Aim 1:
According to the Hobby Lobby passage, what do public companies use as a standardized way to obtain this kind of information?

Reading passage:
* Start *
Moreover, religious beliefs may change over time for some or all of the shareholders, given that they are beliefs of individuals with free will. But as long as those individual beliefs are shared by the controlling holders, it seems the Hobby Lobby Court would find them to be the beliefs of the corporation--without having given any consideration to the role of the board as the manager of the business and affairs of the corporation. Lyman Johnson's focus on corporate purpose (and Alan also mentioned it) therefore becomes important. But I want to make a different, yet related, point than the shareholder wealth maximization issue they raise. In the Hobby Lobby opinion, the Court appears to read a corporate purpose into the Hobby Lobby charter that provides a constraint on corporate action. (At least that's one plausible reading of the case.) Yet, there is no disclosure of this constraint anywhere.
Even assuming applicable disclosure responsibilities under Hobby Lobby based on securities or corporate law, the nature of those disclosures and the basis for them is somewhat elusive. I have a lot of questions. How do the controlling shareholders make their compliance-related sincerely held religious beliefs known to the board, assuming the board is not constituted solely or even primarily of those shareholders? How does the board ascertain that relevant beliefs are held by a group of shareholders that is controlling? Should a corporate board be required to take periodic surveys of shareholders to make sure everyone has/still has the same sincerely held religious beliefs, to the extent they impact corporate compliance with law? As someone who spent a number years advising corporate boards of directors in disclosure-oriented settings, I struggle with the Court's opinion in Hobby Lobby in a number of practice-oriented respects. These questions approach one area of concern. Public companies would have a standardized way to get at some of this information--through their transaction-related and annual Directors and Officers (D&O) Questionnaires. But (in my experience) private firms--the firms most likely to avail themselves of the RFRA-related ACA exemption at issue in the Hobby Lobby case--do not often use this type of compliance device, absent a regulatory or contractual reason to do so.
* End *
Aim 2:
Rewrite part of the records as a numbered list with blank lines omitted, starting at the line containing "the shop awning." and continuing through the line containing "[534,131,622,206]", both included. Include only those lines.

Records for this exercise:
* Start *
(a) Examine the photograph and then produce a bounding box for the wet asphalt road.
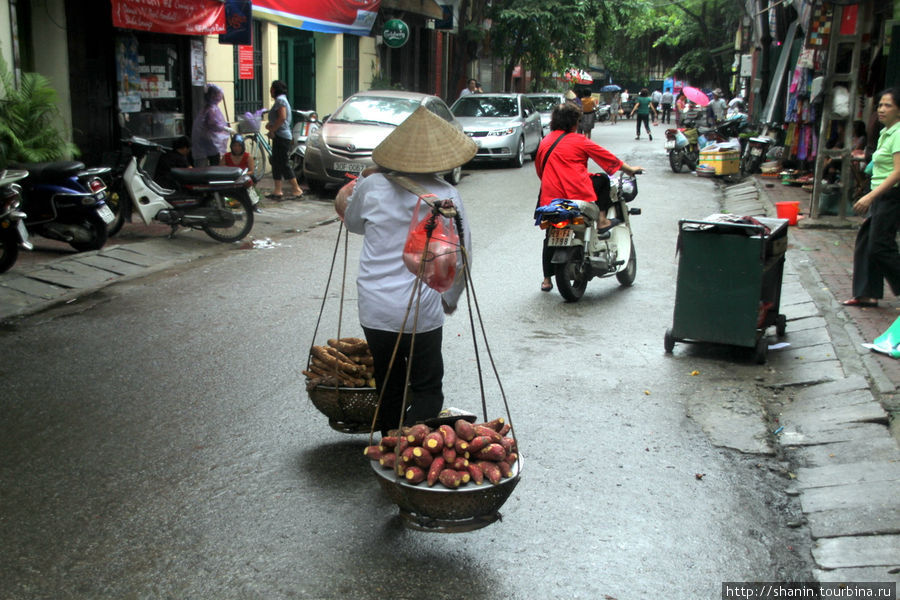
* End *
* Start *
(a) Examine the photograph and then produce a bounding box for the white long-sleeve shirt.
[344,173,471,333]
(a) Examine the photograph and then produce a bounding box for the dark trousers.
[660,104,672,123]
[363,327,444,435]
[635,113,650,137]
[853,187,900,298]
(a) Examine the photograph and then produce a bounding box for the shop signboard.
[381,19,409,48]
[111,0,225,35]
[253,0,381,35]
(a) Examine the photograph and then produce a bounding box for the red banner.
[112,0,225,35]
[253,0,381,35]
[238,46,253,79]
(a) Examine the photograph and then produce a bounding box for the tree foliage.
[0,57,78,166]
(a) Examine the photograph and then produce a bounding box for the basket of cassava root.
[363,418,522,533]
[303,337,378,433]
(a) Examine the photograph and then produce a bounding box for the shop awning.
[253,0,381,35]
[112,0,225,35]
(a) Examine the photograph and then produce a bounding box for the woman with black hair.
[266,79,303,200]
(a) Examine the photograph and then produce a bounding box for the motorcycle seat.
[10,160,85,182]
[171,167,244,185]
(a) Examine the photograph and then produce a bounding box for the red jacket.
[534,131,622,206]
* End *
* Start *
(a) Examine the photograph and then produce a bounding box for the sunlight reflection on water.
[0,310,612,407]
* End *
Correct answer 1:
Their transaction-related and annual Directors and Officers (D&O) Questionnaires.

Correct answer 2:
1. (a) Examine the photograph and then produce a bounding box for the shop awning.
2. [253,0,381,35]
3. [112,0,225,35]
4. (a) Examine the photograph and then produce a bounding box for the woman with black hair.
5. [266,79,303,200]
6. (a) Examine the photograph and then produce a bounding box for the motorcycle seat.
7. [10,160,85,182]
8. [171,167,244,185]
9. (a) Examine the photograph and then produce a bounding box for the red jacket.
10. [534,131,622,206]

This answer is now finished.